### Short problem:
Reproduce, without any change, the lines of the records from the line with "form: [[163, 1258]]." to the line with "1243], [536, 805]]", both of those lines included.

### Excerpted data:
________________________
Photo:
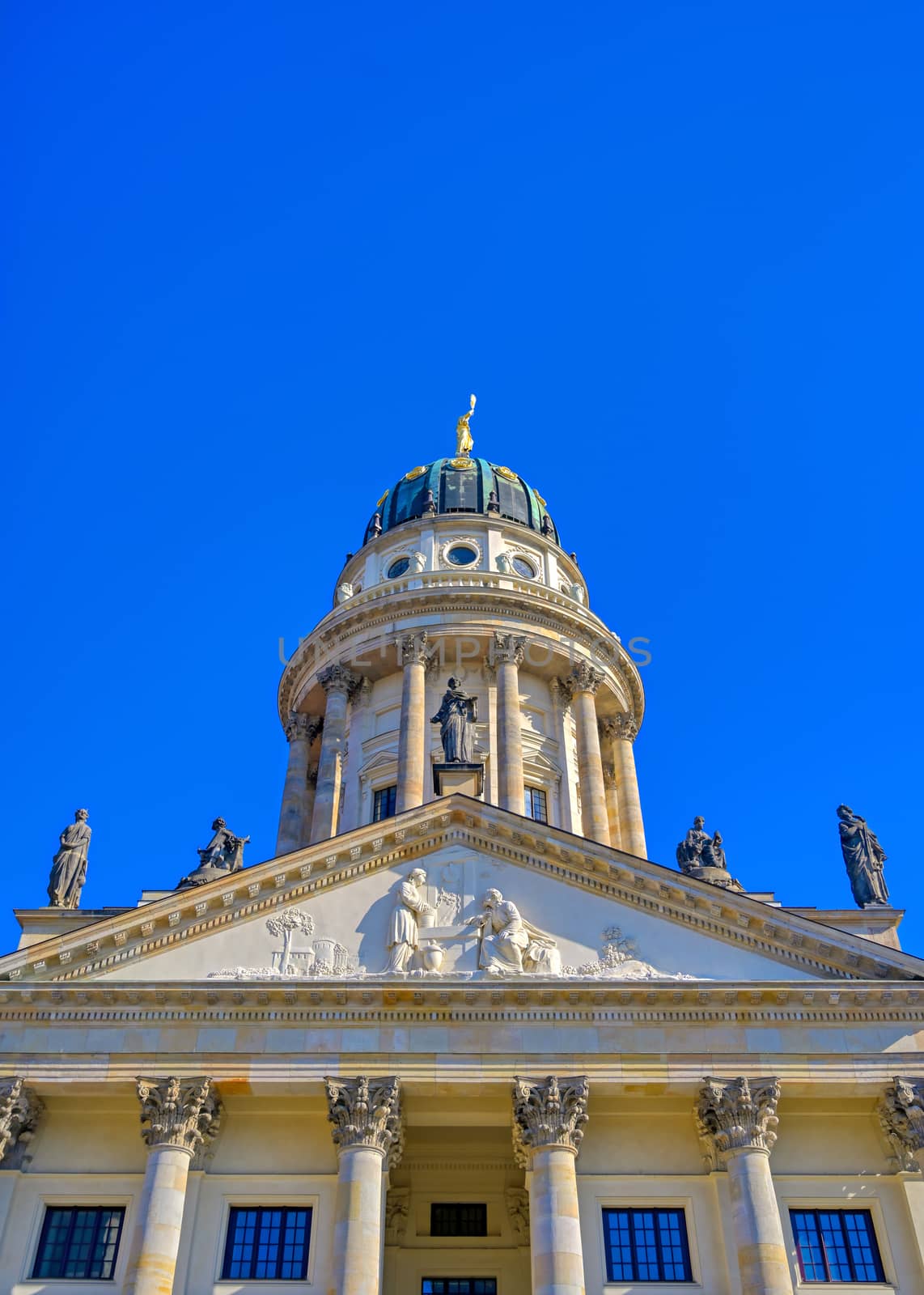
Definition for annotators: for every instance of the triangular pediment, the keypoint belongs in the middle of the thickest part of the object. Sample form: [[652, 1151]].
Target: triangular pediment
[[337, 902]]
________________________
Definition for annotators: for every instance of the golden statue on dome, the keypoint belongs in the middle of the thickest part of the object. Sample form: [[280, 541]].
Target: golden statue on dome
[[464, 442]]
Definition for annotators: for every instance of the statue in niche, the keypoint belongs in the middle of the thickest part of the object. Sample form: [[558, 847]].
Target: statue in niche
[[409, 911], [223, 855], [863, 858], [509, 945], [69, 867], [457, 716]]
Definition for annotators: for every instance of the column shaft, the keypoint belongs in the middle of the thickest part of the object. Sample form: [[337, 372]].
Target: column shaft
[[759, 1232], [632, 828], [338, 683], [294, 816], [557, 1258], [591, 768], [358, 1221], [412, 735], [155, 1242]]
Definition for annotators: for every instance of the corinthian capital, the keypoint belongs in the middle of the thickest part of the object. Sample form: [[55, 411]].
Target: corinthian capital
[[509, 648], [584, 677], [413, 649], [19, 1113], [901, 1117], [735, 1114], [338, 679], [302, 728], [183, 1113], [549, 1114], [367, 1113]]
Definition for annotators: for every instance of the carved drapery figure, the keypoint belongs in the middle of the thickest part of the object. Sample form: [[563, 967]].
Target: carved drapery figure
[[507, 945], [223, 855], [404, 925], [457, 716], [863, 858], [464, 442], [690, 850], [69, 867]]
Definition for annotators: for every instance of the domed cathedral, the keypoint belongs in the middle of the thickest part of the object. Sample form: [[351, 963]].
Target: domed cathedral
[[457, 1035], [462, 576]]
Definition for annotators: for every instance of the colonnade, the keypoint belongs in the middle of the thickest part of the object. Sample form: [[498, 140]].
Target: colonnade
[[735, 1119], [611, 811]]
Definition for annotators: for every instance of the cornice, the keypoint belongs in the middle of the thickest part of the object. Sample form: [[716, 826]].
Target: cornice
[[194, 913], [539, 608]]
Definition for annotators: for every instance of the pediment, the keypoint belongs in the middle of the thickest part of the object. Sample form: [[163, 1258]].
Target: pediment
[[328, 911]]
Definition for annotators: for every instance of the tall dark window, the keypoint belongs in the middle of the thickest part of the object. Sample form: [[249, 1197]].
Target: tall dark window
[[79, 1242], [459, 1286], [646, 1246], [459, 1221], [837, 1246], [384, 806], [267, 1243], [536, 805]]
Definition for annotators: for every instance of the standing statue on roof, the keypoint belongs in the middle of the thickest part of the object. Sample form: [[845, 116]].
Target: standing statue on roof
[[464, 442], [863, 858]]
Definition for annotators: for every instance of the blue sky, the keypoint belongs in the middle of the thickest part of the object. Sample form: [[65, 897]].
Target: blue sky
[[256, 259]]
________________________
### Completed exercise:
Definition for annotators: for every instance of the pediment, the keypoint belongs in the middle of the thickest part of the object. Sample form: [[163, 1258]].
Target: pediment
[[328, 911]]
Definition for annotators: for every instance of the tall dark window, the keypoint belongs in the middle of the thickest part of the object. Sample form: [[249, 1197]].
Target: tall dark window
[[79, 1242], [459, 1286], [646, 1246], [459, 1221], [837, 1246], [384, 806], [267, 1243], [536, 805]]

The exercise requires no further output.